Passage for review
+ + + + +
I still remember quite vividly: she was a middle-aged lady; an affable looking mulatta.There we were, preparing for the usual barrage of questions from Professor Mirdo Espinoso, when one of my classmates ran to our cubicle. “Dr. Mirdo!” he shouted, “there is a female patient in the private room who has become acutely ill, complaining of sudden onset of chest pain.” Led by Professor Mirdo, we all rushed to her assistance.

Dr. Mirdo asked the lady a few questions,then decided to take her blood pressure. I was a third year medical student at the time, looking on with little understanding of what was transpiring and even less knowledge of what to expect.

Our much admired teacher, a second degree specialist in internal medicine, considered one of the best in Cuba, had just started wrapping the cuff of the sphygmomanometer around her arm when she unexpectedly fell flat on the bed from her seated position. In seconds, she became as pale as a fish and, shortly after, she darkened into a deep blue reminiscent of the seas adjacent to Gros Piton.

Then she started gasping for air. Moments later she was unconsciousness, unresponsive, pulseless, her pupils bilaterally fixed and dilated. Professor Mirdo stood next to her, his head bent; his shiny bald cranium was all we could see. Impotently, he dropped the blood pressure monitor and walked away quietly.

That experience shook my confidence in the medical sciences. I grappled with the thought that someone could descend from full alertness to lifelessness in a matter of minutes. Even more impactful for me was witnessing our greatly admired professor of internal medicine rendered totally incapable of saving her life or, at the very least, prolonging her death.
+ + + + +
Record set
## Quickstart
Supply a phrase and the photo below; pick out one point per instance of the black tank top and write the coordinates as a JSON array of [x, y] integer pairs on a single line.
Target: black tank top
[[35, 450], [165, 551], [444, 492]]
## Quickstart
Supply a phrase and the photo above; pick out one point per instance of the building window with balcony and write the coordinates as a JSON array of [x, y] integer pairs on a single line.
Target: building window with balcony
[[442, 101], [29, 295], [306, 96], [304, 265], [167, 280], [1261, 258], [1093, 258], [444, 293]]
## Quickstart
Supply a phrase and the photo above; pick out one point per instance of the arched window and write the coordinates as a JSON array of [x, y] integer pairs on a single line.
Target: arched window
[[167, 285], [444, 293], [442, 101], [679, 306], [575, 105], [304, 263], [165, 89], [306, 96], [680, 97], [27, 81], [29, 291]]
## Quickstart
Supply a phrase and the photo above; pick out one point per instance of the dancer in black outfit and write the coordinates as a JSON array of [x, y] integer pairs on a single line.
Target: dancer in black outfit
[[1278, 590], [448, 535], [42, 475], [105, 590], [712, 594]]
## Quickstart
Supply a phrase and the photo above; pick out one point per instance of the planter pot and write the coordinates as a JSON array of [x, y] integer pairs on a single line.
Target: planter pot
+ + + + +
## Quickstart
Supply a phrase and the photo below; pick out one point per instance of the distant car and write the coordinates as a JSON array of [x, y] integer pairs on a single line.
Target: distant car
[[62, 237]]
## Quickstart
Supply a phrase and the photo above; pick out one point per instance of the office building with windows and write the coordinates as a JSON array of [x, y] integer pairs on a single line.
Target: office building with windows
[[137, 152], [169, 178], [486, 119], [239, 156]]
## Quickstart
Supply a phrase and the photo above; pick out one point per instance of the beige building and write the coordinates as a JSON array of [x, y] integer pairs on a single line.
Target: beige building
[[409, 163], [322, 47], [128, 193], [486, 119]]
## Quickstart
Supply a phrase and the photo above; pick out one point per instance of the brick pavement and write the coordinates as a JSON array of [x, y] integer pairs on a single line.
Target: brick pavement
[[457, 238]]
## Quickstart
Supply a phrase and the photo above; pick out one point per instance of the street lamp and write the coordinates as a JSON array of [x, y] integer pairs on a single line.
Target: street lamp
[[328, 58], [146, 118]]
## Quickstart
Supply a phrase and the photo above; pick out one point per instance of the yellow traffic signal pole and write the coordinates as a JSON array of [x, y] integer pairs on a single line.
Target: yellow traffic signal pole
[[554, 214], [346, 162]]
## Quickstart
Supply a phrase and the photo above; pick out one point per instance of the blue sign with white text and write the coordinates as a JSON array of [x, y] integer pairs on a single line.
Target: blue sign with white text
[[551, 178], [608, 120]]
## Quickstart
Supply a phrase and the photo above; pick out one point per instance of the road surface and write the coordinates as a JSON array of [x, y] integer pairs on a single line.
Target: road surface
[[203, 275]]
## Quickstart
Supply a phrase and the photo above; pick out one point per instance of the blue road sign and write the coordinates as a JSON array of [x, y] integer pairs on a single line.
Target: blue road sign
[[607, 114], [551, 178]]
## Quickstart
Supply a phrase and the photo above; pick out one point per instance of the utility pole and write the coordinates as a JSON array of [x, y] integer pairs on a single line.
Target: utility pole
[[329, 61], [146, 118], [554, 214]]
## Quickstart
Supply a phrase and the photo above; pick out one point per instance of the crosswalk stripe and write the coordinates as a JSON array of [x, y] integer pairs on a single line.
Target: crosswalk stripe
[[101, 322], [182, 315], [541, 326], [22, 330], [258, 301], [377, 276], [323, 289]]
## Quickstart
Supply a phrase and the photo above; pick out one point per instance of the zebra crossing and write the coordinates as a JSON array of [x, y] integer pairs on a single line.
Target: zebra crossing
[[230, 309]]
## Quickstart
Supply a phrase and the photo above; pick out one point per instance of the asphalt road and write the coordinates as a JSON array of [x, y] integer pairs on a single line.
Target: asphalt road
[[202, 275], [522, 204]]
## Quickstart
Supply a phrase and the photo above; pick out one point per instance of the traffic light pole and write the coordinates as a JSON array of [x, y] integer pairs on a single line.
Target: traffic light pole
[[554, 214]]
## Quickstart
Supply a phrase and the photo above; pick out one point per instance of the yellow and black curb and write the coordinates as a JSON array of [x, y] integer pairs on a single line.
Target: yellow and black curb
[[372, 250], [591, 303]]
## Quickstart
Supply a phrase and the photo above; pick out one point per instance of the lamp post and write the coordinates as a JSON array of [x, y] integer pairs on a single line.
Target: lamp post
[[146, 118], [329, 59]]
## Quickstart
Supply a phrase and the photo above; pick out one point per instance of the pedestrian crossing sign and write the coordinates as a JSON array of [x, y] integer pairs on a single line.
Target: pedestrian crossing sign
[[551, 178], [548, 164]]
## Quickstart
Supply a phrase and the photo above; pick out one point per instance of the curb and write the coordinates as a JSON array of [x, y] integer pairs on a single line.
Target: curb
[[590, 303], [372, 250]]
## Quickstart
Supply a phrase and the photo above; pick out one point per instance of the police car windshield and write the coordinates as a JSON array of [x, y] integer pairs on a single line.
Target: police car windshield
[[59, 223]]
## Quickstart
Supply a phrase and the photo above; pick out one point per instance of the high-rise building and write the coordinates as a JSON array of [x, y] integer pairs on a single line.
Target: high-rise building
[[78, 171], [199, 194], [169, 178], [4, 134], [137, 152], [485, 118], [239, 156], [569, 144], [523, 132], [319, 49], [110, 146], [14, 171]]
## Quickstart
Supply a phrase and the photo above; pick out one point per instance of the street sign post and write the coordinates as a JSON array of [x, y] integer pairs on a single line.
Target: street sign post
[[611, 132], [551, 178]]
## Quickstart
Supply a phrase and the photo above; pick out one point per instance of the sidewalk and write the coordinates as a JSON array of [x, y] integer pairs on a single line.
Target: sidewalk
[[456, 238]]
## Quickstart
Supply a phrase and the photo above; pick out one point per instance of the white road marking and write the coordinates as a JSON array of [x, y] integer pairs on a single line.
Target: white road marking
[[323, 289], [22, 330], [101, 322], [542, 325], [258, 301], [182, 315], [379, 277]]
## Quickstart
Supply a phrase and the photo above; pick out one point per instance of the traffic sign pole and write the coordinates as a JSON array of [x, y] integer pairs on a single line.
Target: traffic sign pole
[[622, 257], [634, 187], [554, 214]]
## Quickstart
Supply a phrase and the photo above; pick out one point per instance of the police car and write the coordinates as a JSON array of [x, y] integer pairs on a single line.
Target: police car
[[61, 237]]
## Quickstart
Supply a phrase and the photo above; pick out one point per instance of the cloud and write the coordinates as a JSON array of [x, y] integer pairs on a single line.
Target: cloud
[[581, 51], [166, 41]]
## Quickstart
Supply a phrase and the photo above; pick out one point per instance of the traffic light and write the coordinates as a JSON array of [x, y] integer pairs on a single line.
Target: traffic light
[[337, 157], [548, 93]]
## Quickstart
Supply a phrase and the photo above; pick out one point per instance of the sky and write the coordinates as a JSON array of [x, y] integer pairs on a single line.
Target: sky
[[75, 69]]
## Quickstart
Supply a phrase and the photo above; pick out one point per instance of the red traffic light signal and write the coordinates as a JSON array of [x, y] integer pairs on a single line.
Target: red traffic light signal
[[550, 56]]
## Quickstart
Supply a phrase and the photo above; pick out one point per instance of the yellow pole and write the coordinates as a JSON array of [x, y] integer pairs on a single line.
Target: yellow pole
+ + + + +
What to produce
Reproduce the passage about the patient's collapse word for word, from "Dr. Mirdo asked" up to and including "to Gros Piton.". The items have nothing to do with the passage.

Task result
Dr. Mirdo asked the lady a few questions,then decided to take her blood pressure. I was a third year medical student at the time, looking on with little understanding of what was transpiring and even less knowledge of what to expect.

Our much admired teacher, a second degree specialist in internal medicine, considered one of the best in Cuba, had just started wrapping the cuff of the sphygmomanometer around her arm when she unexpectedly fell flat on the bed from her seated position. In seconds, she became as pale as a fish and, shortly after, she darkened into a deep blue reminiscent of the seas adjacent to Gros Piton.